* [Written task] Report each line of the material below that contains the word "fallen". Treat uppercase and lowercase letters as different.

(Recorded data)
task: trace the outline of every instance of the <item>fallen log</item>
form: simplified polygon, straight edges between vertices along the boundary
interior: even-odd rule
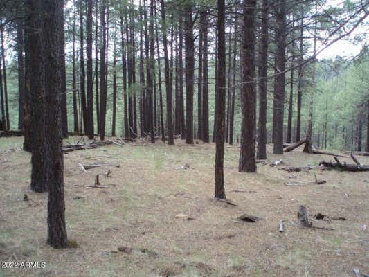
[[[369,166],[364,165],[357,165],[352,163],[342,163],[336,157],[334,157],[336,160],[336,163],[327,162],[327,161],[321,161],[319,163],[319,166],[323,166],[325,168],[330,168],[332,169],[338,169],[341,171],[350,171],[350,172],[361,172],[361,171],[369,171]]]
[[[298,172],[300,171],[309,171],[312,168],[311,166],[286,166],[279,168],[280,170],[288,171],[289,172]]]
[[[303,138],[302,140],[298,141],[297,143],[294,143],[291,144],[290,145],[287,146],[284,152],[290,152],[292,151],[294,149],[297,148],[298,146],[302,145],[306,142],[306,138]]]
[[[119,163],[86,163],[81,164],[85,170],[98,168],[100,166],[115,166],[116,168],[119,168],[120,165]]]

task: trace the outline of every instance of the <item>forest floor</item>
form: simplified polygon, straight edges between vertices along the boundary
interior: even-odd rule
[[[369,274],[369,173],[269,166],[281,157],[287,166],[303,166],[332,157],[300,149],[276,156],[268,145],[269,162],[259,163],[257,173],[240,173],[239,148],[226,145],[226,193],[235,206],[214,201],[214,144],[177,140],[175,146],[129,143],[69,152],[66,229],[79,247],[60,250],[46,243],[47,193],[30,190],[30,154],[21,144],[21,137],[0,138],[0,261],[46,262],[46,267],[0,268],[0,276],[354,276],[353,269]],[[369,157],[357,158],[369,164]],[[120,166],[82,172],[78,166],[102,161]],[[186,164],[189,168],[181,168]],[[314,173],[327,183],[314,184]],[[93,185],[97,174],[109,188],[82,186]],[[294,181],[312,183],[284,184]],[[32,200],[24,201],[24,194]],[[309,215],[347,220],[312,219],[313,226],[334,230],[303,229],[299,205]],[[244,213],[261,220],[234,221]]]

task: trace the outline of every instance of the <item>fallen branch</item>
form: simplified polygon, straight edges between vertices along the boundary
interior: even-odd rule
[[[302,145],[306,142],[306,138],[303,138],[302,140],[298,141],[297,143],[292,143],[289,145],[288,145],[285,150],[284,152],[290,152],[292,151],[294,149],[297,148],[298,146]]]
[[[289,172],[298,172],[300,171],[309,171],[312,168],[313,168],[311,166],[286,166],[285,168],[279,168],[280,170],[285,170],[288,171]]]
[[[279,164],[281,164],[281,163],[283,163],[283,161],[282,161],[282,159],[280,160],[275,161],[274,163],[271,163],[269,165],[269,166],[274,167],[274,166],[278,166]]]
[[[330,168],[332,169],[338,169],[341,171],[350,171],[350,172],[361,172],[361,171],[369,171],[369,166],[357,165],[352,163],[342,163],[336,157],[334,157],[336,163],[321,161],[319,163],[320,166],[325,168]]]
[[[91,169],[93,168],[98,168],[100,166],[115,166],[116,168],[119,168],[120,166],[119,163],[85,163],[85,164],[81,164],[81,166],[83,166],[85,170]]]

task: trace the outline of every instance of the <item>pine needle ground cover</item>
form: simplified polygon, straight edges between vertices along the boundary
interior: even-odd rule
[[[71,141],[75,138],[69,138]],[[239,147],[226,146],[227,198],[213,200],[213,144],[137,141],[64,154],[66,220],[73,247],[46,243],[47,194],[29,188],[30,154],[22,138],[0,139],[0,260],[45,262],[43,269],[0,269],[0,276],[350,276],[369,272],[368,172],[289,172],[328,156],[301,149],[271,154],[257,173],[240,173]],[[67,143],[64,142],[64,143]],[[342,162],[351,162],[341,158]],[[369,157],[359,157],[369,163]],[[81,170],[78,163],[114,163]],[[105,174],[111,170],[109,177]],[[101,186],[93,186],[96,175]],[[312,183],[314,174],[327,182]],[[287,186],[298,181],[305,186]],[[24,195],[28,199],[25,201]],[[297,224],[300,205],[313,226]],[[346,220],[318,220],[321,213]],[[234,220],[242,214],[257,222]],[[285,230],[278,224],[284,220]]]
==
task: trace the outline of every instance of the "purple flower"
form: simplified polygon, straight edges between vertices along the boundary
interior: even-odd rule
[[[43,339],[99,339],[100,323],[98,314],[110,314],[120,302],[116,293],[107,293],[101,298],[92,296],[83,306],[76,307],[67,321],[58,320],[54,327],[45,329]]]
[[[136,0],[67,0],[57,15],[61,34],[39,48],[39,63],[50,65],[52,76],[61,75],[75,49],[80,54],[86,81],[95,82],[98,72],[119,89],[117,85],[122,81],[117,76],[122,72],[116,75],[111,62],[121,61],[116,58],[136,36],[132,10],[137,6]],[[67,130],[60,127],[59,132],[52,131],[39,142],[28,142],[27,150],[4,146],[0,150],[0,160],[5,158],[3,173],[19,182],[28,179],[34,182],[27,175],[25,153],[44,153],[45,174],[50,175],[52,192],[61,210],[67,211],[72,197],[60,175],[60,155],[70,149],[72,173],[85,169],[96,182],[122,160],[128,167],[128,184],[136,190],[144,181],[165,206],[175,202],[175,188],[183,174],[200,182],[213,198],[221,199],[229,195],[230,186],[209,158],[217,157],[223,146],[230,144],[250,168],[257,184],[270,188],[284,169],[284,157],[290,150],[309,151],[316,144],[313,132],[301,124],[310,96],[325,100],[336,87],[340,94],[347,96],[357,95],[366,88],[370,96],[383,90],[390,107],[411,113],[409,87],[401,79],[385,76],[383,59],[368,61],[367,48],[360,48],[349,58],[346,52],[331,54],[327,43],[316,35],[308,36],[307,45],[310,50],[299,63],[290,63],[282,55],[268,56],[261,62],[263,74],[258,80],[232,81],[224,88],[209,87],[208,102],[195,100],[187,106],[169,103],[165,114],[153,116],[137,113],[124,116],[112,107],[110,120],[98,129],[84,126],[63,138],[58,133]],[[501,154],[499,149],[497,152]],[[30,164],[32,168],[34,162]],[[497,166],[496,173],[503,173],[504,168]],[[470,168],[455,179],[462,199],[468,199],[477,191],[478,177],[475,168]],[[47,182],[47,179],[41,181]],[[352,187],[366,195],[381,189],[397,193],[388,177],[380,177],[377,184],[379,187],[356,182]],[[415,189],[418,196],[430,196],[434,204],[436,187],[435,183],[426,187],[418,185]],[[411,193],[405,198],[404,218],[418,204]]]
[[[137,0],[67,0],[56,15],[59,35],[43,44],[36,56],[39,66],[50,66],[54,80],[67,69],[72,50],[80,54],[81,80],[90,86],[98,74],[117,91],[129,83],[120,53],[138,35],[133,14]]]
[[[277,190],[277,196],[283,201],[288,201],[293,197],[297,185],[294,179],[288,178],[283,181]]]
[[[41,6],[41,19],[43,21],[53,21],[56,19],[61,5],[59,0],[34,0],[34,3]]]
...
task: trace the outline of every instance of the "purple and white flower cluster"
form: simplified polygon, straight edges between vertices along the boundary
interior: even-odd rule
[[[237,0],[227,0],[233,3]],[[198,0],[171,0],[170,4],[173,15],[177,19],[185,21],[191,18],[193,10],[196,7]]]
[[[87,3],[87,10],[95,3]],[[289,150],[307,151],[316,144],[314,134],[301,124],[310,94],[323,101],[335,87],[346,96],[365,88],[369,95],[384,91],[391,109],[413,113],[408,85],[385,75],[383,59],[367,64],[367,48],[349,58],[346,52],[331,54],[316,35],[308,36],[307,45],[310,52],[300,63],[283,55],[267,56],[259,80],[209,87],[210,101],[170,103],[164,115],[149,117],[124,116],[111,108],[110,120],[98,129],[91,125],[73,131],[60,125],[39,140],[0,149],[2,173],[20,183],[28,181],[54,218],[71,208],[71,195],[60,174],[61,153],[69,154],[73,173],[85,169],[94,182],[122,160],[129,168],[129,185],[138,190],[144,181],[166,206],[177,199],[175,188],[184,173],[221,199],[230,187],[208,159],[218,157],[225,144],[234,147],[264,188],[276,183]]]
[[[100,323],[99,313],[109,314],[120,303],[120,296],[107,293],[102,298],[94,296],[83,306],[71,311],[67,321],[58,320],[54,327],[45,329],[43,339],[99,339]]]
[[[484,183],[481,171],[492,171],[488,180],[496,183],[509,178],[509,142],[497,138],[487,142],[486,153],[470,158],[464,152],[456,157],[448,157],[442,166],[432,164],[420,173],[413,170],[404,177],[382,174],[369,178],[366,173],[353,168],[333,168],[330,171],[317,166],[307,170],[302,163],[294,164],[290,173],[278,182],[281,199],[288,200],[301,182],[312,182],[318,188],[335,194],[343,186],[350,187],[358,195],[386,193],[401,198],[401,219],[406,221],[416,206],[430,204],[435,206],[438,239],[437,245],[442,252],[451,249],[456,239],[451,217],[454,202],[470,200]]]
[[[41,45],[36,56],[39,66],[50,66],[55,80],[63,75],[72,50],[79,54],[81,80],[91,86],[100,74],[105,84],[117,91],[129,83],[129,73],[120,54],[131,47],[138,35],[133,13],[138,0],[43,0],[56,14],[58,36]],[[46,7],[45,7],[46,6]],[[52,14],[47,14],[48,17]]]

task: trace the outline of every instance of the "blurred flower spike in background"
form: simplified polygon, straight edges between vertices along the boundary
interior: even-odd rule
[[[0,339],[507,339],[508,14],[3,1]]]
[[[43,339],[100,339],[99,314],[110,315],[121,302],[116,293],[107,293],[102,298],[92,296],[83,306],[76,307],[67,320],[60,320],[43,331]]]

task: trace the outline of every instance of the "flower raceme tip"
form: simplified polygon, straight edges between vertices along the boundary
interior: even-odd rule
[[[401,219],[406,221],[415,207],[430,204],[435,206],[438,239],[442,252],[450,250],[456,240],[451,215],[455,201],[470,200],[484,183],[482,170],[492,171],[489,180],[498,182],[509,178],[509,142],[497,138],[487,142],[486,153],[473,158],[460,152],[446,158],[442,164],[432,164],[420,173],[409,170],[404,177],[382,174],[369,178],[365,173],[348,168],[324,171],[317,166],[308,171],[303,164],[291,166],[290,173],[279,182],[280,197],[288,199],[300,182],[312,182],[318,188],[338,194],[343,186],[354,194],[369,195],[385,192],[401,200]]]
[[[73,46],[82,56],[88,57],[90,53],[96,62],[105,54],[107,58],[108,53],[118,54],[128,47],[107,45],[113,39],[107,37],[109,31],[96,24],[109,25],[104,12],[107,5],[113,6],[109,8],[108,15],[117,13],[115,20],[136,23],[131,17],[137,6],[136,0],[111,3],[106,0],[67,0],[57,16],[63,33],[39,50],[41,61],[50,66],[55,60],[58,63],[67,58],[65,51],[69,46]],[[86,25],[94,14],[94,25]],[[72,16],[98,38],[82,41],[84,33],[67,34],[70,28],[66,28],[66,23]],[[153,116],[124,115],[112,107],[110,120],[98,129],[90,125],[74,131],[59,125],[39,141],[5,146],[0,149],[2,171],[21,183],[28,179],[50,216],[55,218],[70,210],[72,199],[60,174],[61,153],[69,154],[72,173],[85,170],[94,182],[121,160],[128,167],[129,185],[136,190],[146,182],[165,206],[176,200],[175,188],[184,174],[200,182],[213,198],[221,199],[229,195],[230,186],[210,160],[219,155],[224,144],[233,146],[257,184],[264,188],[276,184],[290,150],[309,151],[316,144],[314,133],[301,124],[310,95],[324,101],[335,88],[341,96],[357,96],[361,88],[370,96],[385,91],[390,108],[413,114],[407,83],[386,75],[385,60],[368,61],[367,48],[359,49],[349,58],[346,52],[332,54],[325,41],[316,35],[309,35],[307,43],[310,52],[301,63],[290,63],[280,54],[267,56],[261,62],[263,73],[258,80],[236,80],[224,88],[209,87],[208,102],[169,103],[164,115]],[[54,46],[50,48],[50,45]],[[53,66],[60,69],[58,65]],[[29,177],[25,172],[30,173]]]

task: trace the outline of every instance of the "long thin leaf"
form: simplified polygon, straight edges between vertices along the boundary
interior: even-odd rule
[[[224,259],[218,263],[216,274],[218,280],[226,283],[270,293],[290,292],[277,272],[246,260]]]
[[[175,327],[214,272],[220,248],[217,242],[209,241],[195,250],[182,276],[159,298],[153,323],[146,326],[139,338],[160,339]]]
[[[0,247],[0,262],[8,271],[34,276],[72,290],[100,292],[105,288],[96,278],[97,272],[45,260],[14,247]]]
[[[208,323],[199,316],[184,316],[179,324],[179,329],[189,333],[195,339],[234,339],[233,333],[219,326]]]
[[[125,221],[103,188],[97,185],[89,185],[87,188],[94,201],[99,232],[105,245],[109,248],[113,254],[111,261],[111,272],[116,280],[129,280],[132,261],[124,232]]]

* [Finished exercise]
task: trace the outline of every instance of the <item>fallen log</item>
task: trace the outline of every instance of the <item>fallen branch</item>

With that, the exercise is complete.